Repeat word for word the lines from the one containing "Where can the hazy" through the end of the records, including both the first and the last line.

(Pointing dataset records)
▶

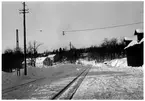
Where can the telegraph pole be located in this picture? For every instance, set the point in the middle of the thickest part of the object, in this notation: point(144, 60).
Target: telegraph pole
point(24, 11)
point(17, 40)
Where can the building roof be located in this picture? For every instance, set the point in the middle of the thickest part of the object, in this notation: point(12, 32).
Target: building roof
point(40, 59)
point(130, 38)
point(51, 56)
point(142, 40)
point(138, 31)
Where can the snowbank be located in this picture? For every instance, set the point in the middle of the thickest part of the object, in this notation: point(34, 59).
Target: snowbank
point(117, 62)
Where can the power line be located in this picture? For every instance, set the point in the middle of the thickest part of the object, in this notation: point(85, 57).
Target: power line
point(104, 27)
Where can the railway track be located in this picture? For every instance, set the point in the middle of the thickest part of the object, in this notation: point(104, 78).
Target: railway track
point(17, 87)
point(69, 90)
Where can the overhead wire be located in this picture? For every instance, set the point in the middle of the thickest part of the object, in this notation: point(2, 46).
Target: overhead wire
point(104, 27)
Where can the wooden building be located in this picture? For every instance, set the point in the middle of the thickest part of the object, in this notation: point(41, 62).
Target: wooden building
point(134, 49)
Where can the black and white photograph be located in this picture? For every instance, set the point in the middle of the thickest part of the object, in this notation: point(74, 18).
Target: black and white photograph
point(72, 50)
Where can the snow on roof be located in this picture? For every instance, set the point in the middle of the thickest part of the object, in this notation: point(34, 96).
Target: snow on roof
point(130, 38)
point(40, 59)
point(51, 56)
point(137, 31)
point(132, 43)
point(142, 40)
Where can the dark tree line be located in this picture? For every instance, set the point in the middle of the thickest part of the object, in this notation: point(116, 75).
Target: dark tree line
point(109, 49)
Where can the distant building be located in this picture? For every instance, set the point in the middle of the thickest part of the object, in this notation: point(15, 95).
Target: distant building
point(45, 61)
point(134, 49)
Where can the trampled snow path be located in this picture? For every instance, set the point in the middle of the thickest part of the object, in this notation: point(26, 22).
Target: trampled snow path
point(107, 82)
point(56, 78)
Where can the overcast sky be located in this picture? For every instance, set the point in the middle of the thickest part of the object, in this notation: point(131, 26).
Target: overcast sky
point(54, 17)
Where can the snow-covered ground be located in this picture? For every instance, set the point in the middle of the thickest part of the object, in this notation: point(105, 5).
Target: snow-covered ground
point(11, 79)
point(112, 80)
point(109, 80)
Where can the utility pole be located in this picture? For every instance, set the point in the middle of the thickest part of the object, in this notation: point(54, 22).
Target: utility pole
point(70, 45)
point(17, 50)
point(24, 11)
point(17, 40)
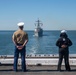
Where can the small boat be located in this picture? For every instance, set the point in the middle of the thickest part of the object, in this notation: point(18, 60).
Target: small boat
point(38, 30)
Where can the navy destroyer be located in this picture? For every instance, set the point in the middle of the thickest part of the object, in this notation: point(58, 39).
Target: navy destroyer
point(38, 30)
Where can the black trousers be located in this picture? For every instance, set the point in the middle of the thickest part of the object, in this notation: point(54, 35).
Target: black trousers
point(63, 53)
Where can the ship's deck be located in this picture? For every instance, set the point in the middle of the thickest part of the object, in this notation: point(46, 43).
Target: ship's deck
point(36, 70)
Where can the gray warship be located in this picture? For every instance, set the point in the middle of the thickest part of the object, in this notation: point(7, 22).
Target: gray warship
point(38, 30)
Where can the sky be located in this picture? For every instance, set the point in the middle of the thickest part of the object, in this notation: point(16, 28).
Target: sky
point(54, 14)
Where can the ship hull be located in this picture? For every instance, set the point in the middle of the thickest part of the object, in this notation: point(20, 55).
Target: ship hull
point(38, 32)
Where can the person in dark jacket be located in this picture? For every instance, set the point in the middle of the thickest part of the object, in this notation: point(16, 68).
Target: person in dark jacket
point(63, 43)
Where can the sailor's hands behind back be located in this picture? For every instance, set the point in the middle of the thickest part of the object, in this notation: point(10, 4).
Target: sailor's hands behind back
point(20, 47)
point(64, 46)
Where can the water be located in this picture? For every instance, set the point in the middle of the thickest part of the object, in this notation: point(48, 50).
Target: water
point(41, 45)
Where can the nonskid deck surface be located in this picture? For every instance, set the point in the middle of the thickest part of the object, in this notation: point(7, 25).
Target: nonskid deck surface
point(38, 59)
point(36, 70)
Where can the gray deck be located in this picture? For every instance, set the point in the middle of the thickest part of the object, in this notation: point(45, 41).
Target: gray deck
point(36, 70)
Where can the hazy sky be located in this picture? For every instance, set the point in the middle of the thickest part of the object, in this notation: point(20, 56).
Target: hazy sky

◀

* [Output below]:
Where can the hazy sky be located in this picture? For every instance, set the point in the middle of the thickest part of the object, in this notation: point(20, 56).
Target: hazy sky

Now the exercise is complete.